__Work task__: Please copy every line from the records below that contains the string "garden".

Data entries
━━━━
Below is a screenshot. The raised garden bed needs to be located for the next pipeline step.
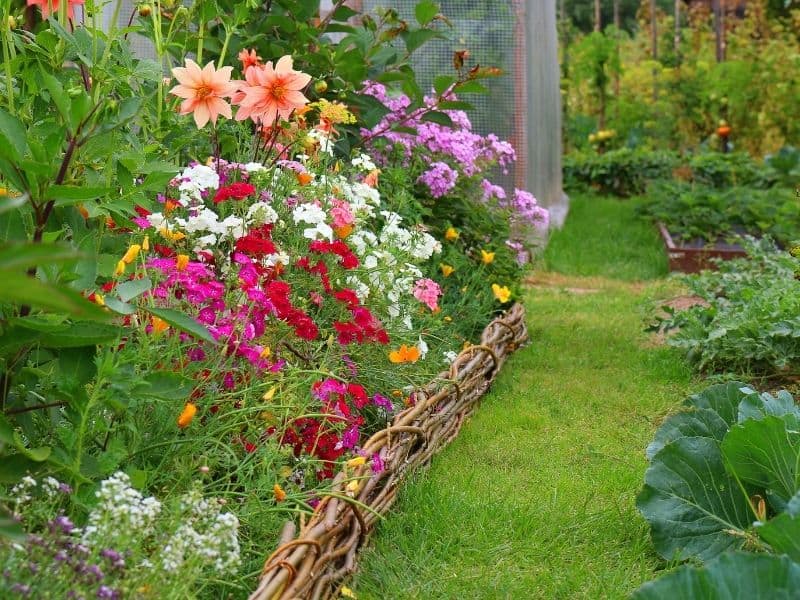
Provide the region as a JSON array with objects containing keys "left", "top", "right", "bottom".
[
  {"left": 249, "top": 303, "right": 528, "bottom": 600},
  {"left": 658, "top": 222, "right": 747, "bottom": 273}
]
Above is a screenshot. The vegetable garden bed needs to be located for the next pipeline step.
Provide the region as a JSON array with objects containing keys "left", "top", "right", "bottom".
[
  {"left": 250, "top": 302, "right": 528, "bottom": 600},
  {"left": 658, "top": 222, "right": 747, "bottom": 273}
]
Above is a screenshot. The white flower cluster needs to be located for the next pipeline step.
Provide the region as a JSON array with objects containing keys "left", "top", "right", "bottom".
[
  {"left": 346, "top": 212, "right": 442, "bottom": 328},
  {"left": 160, "top": 489, "right": 240, "bottom": 574},
  {"left": 350, "top": 153, "right": 377, "bottom": 172},
  {"left": 176, "top": 165, "right": 219, "bottom": 206},
  {"left": 292, "top": 202, "right": 333, "bottom": 241},
  {"left": 341, "top": 181, "right": 381, "bottom": 216},
  {"left": 10, "top": 475, "right": 38, "bottom": 508},
  {"left": 82, "top": 472, "right": 162, "bottom": 544},
  {"left": 378, "top": 211, "right": 441, "bottom": 261},
  {"left": 147, "top": 202, "right": 279, "bottom": 251}
]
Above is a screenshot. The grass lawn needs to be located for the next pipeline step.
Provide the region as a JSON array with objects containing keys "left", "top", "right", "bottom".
[
  {"left": 543, "top": 194, "right": 668, "bottom": 281},
  {"left": 350, "top": 196, "right": 694, "bottom": 599}
]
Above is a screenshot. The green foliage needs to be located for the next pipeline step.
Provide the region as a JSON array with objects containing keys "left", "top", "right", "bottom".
━━━━
__Exercise output__:
Below is a screenshot. The raised garden bed needs to be located for the next pipeline step.
Above is a screenshot. The vegetable garden bed needs to be located for the next pipeline step.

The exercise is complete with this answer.